◆ **Exercise instructions**: Only the lines from the line holding "point: the shoulder" through the final line of the entries below are to be returned, exactly as they stand.

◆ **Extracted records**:
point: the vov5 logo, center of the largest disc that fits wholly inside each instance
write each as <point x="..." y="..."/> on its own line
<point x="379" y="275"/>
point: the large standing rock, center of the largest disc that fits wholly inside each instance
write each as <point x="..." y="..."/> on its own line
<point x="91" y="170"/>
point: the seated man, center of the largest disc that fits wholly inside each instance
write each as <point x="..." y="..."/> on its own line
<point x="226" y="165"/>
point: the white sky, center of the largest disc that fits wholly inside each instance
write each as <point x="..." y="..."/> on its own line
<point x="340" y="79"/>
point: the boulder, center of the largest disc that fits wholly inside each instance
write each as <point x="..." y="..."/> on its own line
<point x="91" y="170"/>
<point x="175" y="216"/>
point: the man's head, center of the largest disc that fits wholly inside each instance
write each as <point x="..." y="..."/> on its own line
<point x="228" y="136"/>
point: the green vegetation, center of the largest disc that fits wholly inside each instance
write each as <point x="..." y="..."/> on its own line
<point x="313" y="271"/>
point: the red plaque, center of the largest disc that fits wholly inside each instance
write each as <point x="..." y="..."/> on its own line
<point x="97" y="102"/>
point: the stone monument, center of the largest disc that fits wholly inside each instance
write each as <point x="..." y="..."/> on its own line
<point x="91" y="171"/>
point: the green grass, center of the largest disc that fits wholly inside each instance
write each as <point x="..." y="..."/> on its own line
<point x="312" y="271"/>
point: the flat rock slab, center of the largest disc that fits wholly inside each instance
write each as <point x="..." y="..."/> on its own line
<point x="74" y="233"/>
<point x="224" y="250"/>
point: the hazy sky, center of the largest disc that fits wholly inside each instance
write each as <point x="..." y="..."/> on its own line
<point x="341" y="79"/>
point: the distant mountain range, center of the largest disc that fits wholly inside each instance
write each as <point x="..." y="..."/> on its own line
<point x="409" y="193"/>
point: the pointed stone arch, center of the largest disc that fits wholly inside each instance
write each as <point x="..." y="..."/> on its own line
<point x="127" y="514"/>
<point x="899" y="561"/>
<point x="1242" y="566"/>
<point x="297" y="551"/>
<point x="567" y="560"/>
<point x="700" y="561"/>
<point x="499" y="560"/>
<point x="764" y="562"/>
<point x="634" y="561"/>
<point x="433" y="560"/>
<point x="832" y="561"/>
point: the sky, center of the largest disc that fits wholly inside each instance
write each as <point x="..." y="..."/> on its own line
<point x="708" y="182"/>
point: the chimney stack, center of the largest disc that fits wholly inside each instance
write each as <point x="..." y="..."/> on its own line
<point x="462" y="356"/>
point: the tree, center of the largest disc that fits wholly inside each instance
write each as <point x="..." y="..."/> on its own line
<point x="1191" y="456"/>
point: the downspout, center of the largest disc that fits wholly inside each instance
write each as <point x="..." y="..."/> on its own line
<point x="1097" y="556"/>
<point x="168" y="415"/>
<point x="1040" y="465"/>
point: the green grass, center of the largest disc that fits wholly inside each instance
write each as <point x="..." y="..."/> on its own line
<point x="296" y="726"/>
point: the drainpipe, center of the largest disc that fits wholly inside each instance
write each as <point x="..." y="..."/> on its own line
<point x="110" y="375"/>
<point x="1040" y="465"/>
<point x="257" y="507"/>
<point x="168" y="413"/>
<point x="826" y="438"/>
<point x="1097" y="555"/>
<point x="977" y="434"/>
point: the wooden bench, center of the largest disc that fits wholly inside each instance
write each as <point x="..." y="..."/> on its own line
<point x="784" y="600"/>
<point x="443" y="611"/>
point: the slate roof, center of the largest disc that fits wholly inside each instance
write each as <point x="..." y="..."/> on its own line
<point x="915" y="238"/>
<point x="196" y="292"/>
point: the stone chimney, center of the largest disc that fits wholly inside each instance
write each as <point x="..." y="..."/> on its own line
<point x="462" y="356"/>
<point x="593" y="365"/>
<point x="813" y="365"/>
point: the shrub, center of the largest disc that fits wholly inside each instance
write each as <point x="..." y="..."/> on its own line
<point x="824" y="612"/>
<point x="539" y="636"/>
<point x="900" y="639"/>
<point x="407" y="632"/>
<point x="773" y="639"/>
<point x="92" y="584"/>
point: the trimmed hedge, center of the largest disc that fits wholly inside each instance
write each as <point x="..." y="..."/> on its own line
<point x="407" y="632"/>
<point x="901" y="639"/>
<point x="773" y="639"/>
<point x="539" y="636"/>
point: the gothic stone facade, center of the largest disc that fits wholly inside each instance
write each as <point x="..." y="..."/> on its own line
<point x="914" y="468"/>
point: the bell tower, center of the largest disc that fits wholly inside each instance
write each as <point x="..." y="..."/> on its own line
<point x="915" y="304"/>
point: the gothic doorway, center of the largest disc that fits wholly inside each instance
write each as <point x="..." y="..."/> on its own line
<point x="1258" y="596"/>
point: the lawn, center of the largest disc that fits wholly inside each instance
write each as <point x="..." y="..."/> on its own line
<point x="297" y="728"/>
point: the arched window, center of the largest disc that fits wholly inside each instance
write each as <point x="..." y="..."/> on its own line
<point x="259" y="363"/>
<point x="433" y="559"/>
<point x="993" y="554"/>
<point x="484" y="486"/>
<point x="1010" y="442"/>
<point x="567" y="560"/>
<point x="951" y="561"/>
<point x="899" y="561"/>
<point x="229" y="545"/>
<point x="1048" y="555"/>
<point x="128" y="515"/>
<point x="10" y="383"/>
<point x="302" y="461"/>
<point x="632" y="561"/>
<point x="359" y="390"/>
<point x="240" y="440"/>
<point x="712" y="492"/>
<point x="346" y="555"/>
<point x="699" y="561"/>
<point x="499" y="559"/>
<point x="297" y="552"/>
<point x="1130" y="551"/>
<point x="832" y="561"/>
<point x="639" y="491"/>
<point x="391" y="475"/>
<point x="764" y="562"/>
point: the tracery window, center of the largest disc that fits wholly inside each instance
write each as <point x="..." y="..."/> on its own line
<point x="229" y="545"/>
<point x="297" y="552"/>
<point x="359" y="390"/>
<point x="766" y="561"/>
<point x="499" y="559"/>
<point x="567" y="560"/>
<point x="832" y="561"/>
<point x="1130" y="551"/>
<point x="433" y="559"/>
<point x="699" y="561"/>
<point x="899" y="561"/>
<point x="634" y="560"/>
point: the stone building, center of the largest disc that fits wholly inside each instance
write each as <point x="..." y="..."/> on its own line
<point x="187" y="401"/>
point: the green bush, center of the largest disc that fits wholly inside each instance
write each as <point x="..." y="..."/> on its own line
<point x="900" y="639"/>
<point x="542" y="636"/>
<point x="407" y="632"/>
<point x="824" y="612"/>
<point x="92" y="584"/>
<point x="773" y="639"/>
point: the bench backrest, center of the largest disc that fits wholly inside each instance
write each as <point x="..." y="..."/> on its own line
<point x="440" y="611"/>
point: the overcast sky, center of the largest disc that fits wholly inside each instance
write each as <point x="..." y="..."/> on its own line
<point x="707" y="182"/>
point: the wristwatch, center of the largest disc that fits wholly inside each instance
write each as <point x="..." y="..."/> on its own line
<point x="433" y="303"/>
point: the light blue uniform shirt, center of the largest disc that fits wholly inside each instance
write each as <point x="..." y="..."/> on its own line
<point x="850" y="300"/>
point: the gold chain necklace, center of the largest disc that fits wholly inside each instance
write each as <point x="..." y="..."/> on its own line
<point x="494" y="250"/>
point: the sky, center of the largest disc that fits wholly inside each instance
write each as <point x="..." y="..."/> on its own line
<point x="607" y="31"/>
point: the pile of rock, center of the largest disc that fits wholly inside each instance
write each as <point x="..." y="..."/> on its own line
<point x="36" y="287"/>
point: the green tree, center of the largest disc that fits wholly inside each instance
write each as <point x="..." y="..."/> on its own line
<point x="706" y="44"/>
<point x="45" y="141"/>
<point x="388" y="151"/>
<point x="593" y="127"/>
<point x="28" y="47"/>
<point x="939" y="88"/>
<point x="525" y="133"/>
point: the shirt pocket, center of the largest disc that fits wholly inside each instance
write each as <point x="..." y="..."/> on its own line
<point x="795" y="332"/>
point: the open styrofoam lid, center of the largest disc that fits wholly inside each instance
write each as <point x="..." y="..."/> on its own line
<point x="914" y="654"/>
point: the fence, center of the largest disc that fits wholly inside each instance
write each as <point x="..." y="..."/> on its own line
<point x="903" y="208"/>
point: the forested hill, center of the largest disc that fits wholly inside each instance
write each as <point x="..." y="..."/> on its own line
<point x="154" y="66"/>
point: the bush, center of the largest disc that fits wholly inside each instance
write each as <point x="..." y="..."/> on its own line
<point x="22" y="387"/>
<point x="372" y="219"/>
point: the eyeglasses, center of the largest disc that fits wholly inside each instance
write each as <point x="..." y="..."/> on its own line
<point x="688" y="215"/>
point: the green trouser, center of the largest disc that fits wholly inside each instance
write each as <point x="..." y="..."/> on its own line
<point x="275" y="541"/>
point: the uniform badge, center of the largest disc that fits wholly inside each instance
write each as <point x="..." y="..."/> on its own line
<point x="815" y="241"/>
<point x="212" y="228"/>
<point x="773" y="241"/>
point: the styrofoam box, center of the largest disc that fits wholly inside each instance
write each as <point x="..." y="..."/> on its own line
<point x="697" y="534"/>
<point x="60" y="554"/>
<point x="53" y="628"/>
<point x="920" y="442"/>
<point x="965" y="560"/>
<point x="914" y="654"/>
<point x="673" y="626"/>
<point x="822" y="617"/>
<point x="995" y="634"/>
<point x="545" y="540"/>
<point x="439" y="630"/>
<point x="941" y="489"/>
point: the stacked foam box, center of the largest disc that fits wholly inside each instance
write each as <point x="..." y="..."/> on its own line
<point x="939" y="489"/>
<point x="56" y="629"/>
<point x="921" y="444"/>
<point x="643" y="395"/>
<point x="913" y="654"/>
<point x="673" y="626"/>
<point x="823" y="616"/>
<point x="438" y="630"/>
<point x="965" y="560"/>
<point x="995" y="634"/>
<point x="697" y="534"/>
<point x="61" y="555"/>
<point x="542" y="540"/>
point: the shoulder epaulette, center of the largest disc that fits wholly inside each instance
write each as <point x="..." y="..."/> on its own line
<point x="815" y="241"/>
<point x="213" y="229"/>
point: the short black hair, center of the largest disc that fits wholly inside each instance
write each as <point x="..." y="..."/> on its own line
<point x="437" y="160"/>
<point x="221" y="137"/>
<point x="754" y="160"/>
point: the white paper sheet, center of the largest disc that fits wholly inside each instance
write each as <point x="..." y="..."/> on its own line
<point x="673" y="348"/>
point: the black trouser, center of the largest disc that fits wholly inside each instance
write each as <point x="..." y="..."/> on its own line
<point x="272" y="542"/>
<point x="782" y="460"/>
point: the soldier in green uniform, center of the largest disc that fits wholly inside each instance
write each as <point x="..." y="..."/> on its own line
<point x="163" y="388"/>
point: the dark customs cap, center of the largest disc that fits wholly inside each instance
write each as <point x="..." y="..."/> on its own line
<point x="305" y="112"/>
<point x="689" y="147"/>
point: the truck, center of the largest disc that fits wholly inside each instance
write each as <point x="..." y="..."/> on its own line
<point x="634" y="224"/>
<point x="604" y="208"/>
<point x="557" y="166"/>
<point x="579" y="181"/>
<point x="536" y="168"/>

◆ **Right answer**:
point: the shoulder epaulette, center of the largest disc that fits wholly inside each instance
write each as <point x="..." y="..."/> on its own line
<point x="815" y="241"/>
<point x="213" y="229"/>
point: the short black hair, center of the largest disc that fits wholly inside each instance
write each as <point x="..." y="..."/> on its own line
<point x="437" y="160"/>
<point x="221" y="137"/>
<point x="754" y="160"/>
point: the white paper sheet, center of the largest disc that fits wholly inside each instance
write each as <point x="..." y="..."/> on its own line
<point x="673" y="348"/>
point: the black trouser, center of the largest disc that fits wholly inside each instance
write each as <point x="..." y="..."/> on its own line
<point x="272" y="542"/>
<point x="782" y="460"/>
point: the soldier in green uniform, center of the largest disc that fits wholly inside each instance
write each as <point x="..." y="..."/> on its own line
<point x="163" y="388"/>
point: the dark customs cap, center of the largest disc that fits wholly inside each instance
write each as <point x="..." y="..."/> on its own line
<point x="305" y="112"/>
<point x="689" y="147"/>
point: the truck, center of the largest disc that fits wholly inside each instance
write each as <point x="..." y="..."/> on its own line
<point x="634" y="224"/>
<point x="604" y="208"/>
<point x="557" y="166"/>
<point x="579" y="181"/>
<point x="536" y="168"/>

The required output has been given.